**Records provided:**
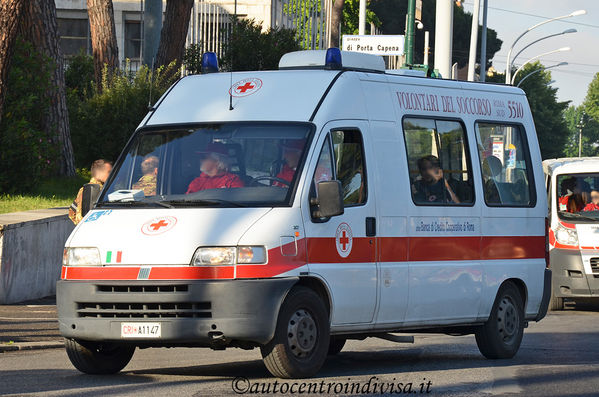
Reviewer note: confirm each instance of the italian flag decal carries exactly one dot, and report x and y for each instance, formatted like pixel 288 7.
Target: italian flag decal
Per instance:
pixel 118 256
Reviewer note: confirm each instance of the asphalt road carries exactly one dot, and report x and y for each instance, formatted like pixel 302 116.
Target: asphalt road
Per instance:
pixel 559 357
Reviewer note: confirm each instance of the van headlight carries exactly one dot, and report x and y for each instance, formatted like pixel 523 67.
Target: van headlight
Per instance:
pixel 565 235
pixel 229 255
pixel 79 256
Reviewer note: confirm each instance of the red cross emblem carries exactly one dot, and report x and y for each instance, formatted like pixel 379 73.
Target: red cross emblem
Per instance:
pixel 343 240
pixel 245 87
pixel 158 225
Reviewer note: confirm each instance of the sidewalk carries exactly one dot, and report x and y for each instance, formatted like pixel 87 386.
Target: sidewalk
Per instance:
pixel 29 325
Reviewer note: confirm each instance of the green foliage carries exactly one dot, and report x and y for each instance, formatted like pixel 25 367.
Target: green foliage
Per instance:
pixel 102 123
pixel 248 48
pixel 192 59
pixel 392 14
pixel 547 112
pixel 27 154
pixel 303 13
pixel 351 17
pixel 79 76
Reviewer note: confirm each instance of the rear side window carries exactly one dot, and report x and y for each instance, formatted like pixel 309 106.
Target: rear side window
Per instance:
pixel 505 164
pixel 438 162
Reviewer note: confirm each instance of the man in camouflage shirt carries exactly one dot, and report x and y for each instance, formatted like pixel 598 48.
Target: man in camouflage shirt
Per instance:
pixel 100 170
pixel 149 169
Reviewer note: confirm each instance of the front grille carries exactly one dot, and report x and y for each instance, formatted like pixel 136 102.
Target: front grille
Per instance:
pixel 145 310
pixel 143 288
pixel 595 266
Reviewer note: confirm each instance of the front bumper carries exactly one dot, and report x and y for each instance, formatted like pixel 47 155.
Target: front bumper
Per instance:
pixel 195 313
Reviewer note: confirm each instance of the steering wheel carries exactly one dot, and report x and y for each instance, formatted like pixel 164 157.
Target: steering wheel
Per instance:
pixel 270 178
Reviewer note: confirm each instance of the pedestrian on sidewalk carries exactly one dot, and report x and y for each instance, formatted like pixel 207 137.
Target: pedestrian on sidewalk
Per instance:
pixel 100 170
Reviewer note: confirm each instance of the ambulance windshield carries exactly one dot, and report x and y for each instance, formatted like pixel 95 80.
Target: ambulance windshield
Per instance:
pixel 577 196
pixel 225 165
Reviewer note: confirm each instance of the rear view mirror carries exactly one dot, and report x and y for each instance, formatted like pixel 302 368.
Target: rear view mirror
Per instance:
pixel 329 201
pixel 91 191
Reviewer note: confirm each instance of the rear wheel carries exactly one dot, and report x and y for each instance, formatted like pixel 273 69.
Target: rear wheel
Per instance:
pixel 336 345
pixel 501 335
pixel 98 358
pixel 301 340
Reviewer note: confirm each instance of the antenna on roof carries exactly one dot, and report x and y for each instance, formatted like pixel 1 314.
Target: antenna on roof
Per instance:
pixel 231 63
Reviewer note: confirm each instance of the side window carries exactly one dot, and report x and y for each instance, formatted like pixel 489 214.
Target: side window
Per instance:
pixel 505 165
pixel 438 162
pixel 349 163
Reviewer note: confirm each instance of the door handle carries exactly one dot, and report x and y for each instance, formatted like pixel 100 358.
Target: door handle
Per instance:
pixel 370 226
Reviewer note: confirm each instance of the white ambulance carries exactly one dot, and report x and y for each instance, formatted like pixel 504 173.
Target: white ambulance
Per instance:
pixel 292 210
pixel 573 195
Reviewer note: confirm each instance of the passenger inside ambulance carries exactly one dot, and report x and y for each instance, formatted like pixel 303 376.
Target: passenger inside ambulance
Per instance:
pixel 292 151
pixel 432 187
pixel 214 159
pixel 147 182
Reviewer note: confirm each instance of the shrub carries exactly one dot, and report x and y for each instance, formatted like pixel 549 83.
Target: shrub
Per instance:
pixel 102 124
pixel 27 154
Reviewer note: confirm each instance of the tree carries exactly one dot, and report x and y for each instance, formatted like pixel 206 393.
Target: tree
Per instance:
pixel 392 14
pixel 39 27
pixel 103 35
pixel 547 112
pixel 10 12
pixel 336 21
pixel 174 32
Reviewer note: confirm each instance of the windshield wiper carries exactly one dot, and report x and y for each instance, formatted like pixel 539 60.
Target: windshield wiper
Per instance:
pixel 206 202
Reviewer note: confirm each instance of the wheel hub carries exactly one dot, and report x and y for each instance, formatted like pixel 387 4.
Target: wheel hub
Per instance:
pixel 507 320
pixel 301 333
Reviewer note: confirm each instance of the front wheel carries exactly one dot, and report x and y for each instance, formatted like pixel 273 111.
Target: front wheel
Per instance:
pixel 501 335
pixel 98 358
pixel 301 341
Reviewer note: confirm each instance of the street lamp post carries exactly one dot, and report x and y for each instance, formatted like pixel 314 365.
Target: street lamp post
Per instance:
pixel 540 70
pixel 536 57
pixel 508 72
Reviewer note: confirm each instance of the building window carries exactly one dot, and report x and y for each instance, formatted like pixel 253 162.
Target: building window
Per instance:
pixel 74 36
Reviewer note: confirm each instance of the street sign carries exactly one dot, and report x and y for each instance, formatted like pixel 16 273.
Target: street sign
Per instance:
pixel 374 44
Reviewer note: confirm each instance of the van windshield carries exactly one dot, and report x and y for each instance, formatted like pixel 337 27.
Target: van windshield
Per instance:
pixel 225 165
pixel 577 197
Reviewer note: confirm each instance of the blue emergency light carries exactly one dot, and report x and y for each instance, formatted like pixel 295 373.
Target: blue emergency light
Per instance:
pixel 209 63
pixel 333 59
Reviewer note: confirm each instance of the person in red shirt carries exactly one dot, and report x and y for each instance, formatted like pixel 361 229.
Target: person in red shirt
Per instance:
pixel 215 170
pixel 292 151
pixel 594 204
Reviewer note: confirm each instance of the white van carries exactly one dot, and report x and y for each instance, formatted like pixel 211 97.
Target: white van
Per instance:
pixel 573 196
pixel 291 210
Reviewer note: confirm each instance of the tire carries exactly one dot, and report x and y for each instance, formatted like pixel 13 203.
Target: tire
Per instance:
pixel 336 345
pixel 501 335
pixel 556 303
pixel 301 341
pixel 98 358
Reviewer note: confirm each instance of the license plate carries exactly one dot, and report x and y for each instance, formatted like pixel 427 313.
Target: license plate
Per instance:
pixel 140 330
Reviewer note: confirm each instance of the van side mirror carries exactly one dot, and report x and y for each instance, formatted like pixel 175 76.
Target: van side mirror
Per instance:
pixel 329 200
pixel 91 192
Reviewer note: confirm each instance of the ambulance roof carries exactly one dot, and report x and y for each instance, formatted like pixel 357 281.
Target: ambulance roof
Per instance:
pixel 571 165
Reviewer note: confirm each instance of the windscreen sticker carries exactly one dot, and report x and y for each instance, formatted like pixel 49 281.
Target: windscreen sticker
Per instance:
pixel 245 87
pixel 94 216
pixel 459 104
pixel 158 225
pixel 343 240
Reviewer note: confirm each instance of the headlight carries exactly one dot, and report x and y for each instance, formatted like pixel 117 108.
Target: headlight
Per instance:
pixel 81 257
pixel 565 235
pixel 228 255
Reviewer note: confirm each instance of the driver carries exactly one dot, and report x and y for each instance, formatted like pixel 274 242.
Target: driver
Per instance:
pixel 292 151
pixel 215 170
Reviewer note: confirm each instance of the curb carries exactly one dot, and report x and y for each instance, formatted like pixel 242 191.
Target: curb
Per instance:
pixel 4 348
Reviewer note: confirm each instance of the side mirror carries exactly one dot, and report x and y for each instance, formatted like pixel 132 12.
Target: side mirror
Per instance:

**Instruction:** In the records, from their start through the line containing "pixel 29 325", change "Target" to "Object" and leave everything else as it is. Give back only those lines, without the pictures.

**Final result:**
Reviewer note: confirm each instance of the italian flag decal carries exactly one dot, and report x and y for each instance, formatted like pixel 288 7.
Object: italian flag decal
Per instance:
pixel 118 256
Reviewer note: confirm each instance of the asphalt road carries exactly one dot, and report x and y for each instance, formatted like pixel 302 116.
Object: asphalt road
Per instance:
pixel 559 357
Reviewer note: confirm each instance of the van headlight carries exactly one dot, and report x and y for each instance, formatted like pixel 523 67.
Object: van headlight
Per instance:
pixel 565 235
pixel 229 255
pixel 79 256
Reviewer note: confirm each instance of the red cross emblem carries exactly one dot, and report x and y for each instance, formatted like pixel 379 73.
Object: red cross emblem
Per instance:
pixel 343 240
pixel 245 87
pixel 158 225
Reviewer note: confirm each instance of the sidewalk carries exactly one dot, and report x and y for each instance, formatted like pixel 87 386.
Object: sidewalk
Per instance:
pixel 29 325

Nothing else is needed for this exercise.